## Source document
-=-=-
Under the German occupation between 1940 and 1944, Struye continued to practise as a lawyer. He began to keep a diary, recording his daily life. A royalist and Belgian patriot, he soon became involved in the Belgian Resistance, especially the La Libre Belgique of Peter Pan, an underground newspaper created in August 1940 which became one of the most prominent published during the period. Struye also keenly observed Belgian public opinion during the occupation and wrote regular reports on the subject for the Belgian government in exile.
-=-=-
(Mask labeling entries)
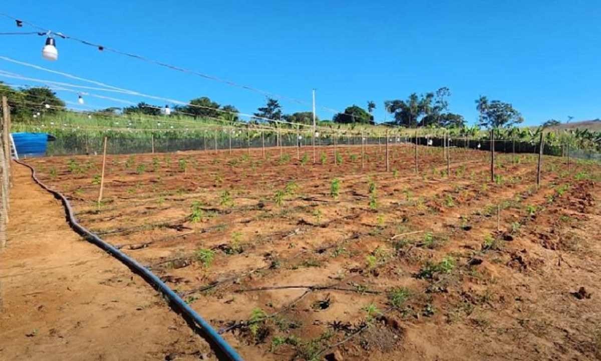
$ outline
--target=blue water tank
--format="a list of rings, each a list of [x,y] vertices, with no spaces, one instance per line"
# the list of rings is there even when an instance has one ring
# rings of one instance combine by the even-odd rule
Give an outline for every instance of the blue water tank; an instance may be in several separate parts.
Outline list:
-=-=-
## Written exercise
Continue the passage about Struye's activities during the German occupation of Belgium, beginning after its final sentence.

## Exercise response
===Political career===
In the first post-war elections in February 1946, Struye was elected as senator for the region of Brussels in the Christian Social Party (PSC-CVP). In March 1947, he was made Minister of Justice, responsible for the legal prosecution of former collaborators. He favoured a liberal approach towards sentencing, particularly in commuting death sentences, which was controversial. He resigned in November 1948. He took a pro-royalist stance during the Royal Question and a liberal stance in the Second Schools' War. He served two terms as President of the Senate between 1950-1954 and 1958-1973. He died in Ixelles on 16 February 1974.

==Works==
- Une page d'histoire: la campagne des 18 jours et la reddition de l'armée belge (1940), published under the pseudonym "Saint-Yves".
- L'évolution du sentiment public en Belgique sous l'occupation allemande (1945). The work was subsequently republished in an edited volume entitled La Belgique sous l'occupation allemande, 1940-1944 (2002).
- Problèmes internationaux 1927-1972 (1972).
- Journal de guerre, 1940-1945 (2004).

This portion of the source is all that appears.